## Source text
.....

There are seventy men in History 2.

There are twenty-four club tables at Memorial.

Natural History 4 will recite in room 2 of the Agassiz Museum instead of Sever 11.

English 8 will hereafter recite in Sever 5 instead of Sever 1, on account of the unusual size of the section.

The member of the junior class wishing to devote special attention to themes will give their names to Mr. Wendell in Sever 11 on Tuesday. Oct. 9, at 2 P. M.

The freshman class has been divided into eight sections in Algebra, six in German and four in Greek and Latin.

Students wishing to change their electives will meet Prof. C. J. White tomorrow in Harvard 6, between nine and eleven o'clock.

It is hoped that Mr. E. A. S. Clark, '84, who has been compelled to leave college, will be able to return in the spring and rejoin the crew.

The foot-ball association has on hand $80.38 and in bank $928.76, making a total of $1,009.14. Unpaid bills amount to $15.33, leaving a surplus of $993.81. In addition to this there is due from members of last year's team $56,00 for board at the training table During the year an outstanding debt of $350.00 was paid up.

.....

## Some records
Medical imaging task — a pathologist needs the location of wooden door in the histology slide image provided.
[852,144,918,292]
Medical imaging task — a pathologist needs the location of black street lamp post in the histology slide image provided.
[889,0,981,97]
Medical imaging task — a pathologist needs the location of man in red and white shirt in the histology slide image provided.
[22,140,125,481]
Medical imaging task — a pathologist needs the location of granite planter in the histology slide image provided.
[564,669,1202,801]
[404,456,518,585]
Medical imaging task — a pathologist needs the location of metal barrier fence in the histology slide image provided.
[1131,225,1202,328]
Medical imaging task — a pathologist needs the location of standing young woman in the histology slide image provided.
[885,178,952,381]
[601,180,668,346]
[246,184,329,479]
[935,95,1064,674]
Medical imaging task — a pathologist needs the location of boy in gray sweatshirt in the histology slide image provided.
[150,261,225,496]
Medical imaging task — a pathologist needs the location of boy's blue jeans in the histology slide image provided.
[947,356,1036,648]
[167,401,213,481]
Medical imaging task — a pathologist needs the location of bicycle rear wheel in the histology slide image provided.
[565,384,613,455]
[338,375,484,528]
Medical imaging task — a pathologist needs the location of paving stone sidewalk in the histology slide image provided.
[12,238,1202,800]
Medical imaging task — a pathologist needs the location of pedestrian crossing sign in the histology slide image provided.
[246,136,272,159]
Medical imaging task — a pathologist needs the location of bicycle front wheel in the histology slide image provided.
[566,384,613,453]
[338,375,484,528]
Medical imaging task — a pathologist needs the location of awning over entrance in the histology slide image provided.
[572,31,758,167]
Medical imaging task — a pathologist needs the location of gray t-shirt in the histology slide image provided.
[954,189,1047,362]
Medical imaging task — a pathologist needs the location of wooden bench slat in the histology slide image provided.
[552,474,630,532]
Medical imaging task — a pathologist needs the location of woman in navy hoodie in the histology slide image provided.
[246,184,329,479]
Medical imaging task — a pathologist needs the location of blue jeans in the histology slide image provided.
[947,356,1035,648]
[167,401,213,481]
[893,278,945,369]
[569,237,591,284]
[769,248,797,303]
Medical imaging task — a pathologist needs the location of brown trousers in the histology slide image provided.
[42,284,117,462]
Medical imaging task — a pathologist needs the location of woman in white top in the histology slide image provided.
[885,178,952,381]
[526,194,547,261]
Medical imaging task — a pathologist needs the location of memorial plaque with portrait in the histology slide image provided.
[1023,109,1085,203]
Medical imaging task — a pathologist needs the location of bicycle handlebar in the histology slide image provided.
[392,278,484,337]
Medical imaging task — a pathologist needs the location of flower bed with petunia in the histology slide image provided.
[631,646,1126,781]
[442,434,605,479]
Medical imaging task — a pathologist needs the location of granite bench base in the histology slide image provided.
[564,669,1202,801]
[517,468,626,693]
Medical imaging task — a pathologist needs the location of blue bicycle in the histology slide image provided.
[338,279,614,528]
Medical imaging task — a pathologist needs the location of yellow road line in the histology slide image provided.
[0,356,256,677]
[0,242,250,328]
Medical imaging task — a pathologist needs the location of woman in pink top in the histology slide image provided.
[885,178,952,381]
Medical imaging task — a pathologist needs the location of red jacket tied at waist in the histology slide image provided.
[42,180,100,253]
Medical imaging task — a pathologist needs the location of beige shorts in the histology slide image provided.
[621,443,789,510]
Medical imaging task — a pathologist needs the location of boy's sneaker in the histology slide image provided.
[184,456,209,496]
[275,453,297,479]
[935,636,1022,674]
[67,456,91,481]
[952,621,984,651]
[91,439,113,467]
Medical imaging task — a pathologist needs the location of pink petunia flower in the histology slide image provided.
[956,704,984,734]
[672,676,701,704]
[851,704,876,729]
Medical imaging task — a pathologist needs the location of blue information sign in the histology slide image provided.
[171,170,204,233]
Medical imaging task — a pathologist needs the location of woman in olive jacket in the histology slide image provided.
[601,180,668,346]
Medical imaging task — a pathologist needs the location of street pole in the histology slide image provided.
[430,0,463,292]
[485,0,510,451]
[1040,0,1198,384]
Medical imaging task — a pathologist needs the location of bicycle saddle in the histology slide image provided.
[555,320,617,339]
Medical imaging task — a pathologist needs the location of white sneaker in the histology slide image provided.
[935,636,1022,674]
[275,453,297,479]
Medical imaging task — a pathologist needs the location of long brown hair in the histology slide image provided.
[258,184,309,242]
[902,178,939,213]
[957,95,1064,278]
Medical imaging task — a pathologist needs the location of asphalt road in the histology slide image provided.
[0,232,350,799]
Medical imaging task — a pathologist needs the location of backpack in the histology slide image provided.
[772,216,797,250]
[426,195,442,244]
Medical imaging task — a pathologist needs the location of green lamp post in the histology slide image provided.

.....

## Request A
Render the sentence "There are twenty-four club tables at Memorial." from the college notices in Spanish.
## Request B
Print the passage of the college notices starting with "There are seventy" and going on through "9, at 2 P. M.".

## Written solution A
Hay veinticuatro mesas de club en Memorial.

## Written solution B
There are seventy men in History 2.

There are twenty-four club tables at Memorial.

Natural History 4 will recite in room 2 of the Agassiz Museum instead of Sever 11.

English 8 will hereafter recite in Sever 5 instead of Sever 1, on account of the unusual size of the section.

The member of the junior class wishing to devote special attention to themes will give their names to Mr. Wendell in Sever 11 on Tuesday. Oct. 9, at 2 P. M.